* TEXT SHOWN *
*****
As far as polyurethane is concerned, it is not easy to diffuse around boreholes due to its high viscosity. The high-pressure injection results in the excessive permeation of mucus into the pores, which leads to a higher cost. Yang et al. [84] used clay, water retention agent, expansion agent and cellulose to obtain sealing material. Compared with cement mortar, it had superior expansibility and good water retention ability within 30 h. Li et al. [85] used coal dust as a filler, amino resin as a binder and other additives to synthesize a composite polymer material (CP). Amino resin is a linear polymer, which connects coal particles to play a role in stress transfer. Active groups such as carbonyl, amino and subamino groups on resin molecules have strong binding properties, which can enhance the cohesion between coal particles and the resin matrix. In addition, resin molecules contain many hydrophilic groups, such as ether bonds and hydroxyl groups, which can be combined with water molecules to form a stable dispersion system. –CH2OH, –NH– and other active groups in the resin molecule allow the polycondensation reaction to form a three-dimensional network structure in the presence of crosslinking agents. Therefore, coal dust particles can be encapsulated tightly in the resin matrix with specific mechanical strength. The toughening agent in the additives is also a linear polymer, which reacts with the resin molecule under acidic conditions and is embedded in the macromolecular chain of the resin to enhance the toughness and ageing resistance of the material. The product met the requirements of low pressure grouting and the pulverized coal particles could fill the holes and macro cracks, having a good sealing effect. Furthermore, the material had strong compressive strength and plastic deformation characteristics and could adapt to borehole deformation to a certain extent (Figure 20).
Zhang et al. [86] also used coal dust as basic material and used amino resin as binder, combined with other additives to synthesize a new composite sealing material. Its maximum penetration radius was 36 mm and it could be closely combined with coal. At the same time, it could also pass through cracks of 10 μm aperture and combine with coal, having a good sealing effect. Ge et al. [87] used Portland cement, early strength water reducer and polypropylene fibers to synthesize new hydraulic fracturing sealing materials, in which polypropylene fibers were used to increase the density of slurry, enhance the crack resistance and impact resistance of materials. At the same time, the slurry viscosity was increased, the shrinkage was reduced and the sealing property was enhanced.

3.4. Polymer-Containing Soft Matters in Mine Roadway Support and Repair

Anchorage is one of the key technologies to ensure the safety of coal mine and is used to protect from mine roof falls. The application of polymer-containing soft matters in controlling and repairing surrounding rocks of roadway is increasing of late: Stabilizing weak areas of rock, soil and coal; stabilizing areas where cracks exist; filling cracks, pores, etc. [88]. Murphy investigated a shale broken roof, indicating that polyurethane injection in the roof can chemically bond with rock mass and strengthen the roof strength [89]. For materials used in roadway support and repair, anchor net shotcrete and liquid accelerator are classified as Polymer additive soft matters, resin anchorage agent and repair grouting material are classified as polymer-based soft matters.
*****
[Annotation data for object locations]
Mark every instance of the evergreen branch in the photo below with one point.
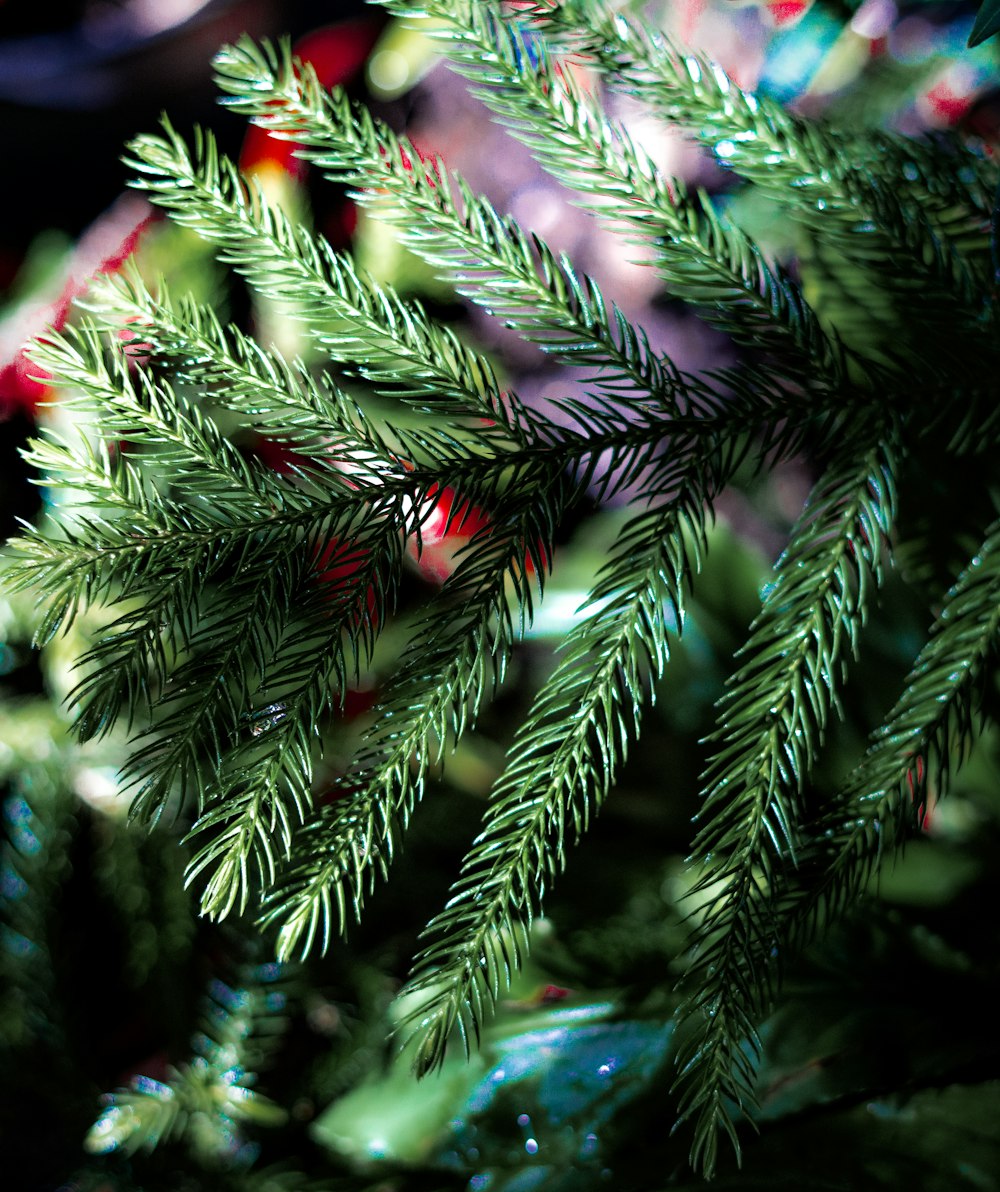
(265, 788)
(563, 763)
(204, 696)
(209, 1099)
(800, 161)
(277, 397)
(774, 719)
(925, 737)
(359, 323)
(182, 446)
(485, 255)
(895, 199)
(716, 268)
(451, 666)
*****
* TASK LIST *
**1.** In the text on polymer sealing materials for coal mines, what was the maximum penetration radius of the composite sealing material synthesized by Zhang et al.?
**2.** Continue the text on polymer materials in coal mine roadway support from the point where it stops.

* FINAL ANSWERS *
**1.** 36 mm

**2.**
3.4.1. Anchor Net Shotcrete

For anchoring and shotcreting technology in a bolt-mesh support system, Australian researchers have been examining effective materials to replace anchor net support. Lukey et al. [90] indicated that the thin spray lining formed by spraying two commonly used material types (crosslinking polyurethane- or polyurea-based systems, and cement-reinforced water-dispersible systems based on ethylene-vinyl acetate copolymer) could provide auxiliary support for the anchor net. Meanwhile, Nemcik et al. [91] developed a powerful fiber reinforced polymer for spraying the top and surface of roadways, indicating that the material could be solidified in a few seconds, forming a polymer skin that could adhere well to the rock/coal surface and provide resistance to stratum displacement and fracture opening (Figure 21). In order to prove that the lining formed by fiberglass polymer is a suitable substitute for anchor net, Nemcik also tested the bearing capacity [92] and shear resistance [93] of the thin spray polymer lining in 2011 and 2013, respectively. The results showed that this kind of material had high compressive strength and displacement resistance, which was not inferior to the performance of anchor net and was better in some aspects. Shan et al. [94] also tested and compared the yield resistance of two kinds of fiberglass polymer commonly used as thin spraying lining and steel mesh to fully understand their failure modes in Australian mines.
Unlike Australia, in view of the complexity of China’s mines, the metal mesh bolt support is still commonly used in coal mines. Only in stratified mining, some mines will use high-strength polyester fiber flexible mesh as false roof instead of the metal mesh [95]. Wet shotcrete, as a synergistic anchor net support way, is very popular in Chinese mines. In order to improve the low compressive strength, weak ductility and easy cracking of concrete itself, Qi [96] and others discussed the application of inorganic fiber concrete in coal mine roadways, which was based on cement slurry, mortar or concrete and was synthesized by adding metal materials, inorganic fibers or reinforcing materials. Fiber reinforced polymer has been used in concrete due to its light weight, high strength, corrosion resistance and fatigue resistance. A series of cement-polymer composite soft matters have been developed [97]. Xu et al. [98] applied chemical fiber wet shotcrete (Figure 22) in mine field. Polypropylene fibers and steel fibers were added to concrete. The length of polypropylene fibers was 30 mm, the density was 0.91 g/cm3, the tensile strength was 500 MPa, the tensile elasticity modulus was 7 GPa, the elongation at break was 8% and the equivalent diameter was 0.6 mm. The results showed that chemical fibers increased the toughness and tensile strength of concrete to a certain extent. After three months of roadway excavation, there was no cracking of slurry skin and the wet spraying effect of concrete was significant.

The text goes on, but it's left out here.